**Text provided:**
The long-awaited U.S. premiere of Dino Risi’s Una Vita Difficile, starring one of the most beloved of all Italian actors, Alberto Sordi (Mafioso, Il Boom, Fellini’s The White Sheik and I Vitelloni, etc.), was greeted with big crowds and admiring reviews when Rialto Pictures opened its restoration in New York last month. Laemmle Theatres opens the film about a resistance fighter-turned-journalist and his wife (Lea Massari) navigating life in post-war Italy on Friday, March 17 at the Royal and Town Center and March 24 at the Monica Film Center and Laemmle Glendale.
The New York Times’ critic A.O. Scott hailed it as “a stellar specimen of commedia all’italiana.” In his review for Air Mail, Michael Sragow proclaimed, “Alberto Sordi triumphs at jet-black comedy…(he’s) Jack Lemmon and Walter Matthau in their prime, rolled into one.”
In Italy, Una Vita Difficile has long been cherished as a highlight of the 1950s and 60s golden age of Italian comedy, which also gave the world Big Deal on Madonna Street, Divorce Italian Style, Mafioso, Yesterday, Today and Tomorrow, and Risi’s own Il Sorpasso (made the year after Una Vita Difficile). While these and others were major arthouse hits in the U.S., Una Vita Difficile was inexplicably never released here…until now.

**Task statement:**
Answer these three questions from the article on Una Vita Difficile:
1. Which actress plays the wife?
2. Which critic called the film "a stellar specimen of commedia all'italiana"?
3. Which of Risi's films was made the year after Una Vita Difficile?
These records come from a separate source.

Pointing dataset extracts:
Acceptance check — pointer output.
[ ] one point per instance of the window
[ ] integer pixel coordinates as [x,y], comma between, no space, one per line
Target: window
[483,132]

**Exercise response:**
1. Lea Massari
2. A.O. Scott of The New York Times
3. Il Sorpasso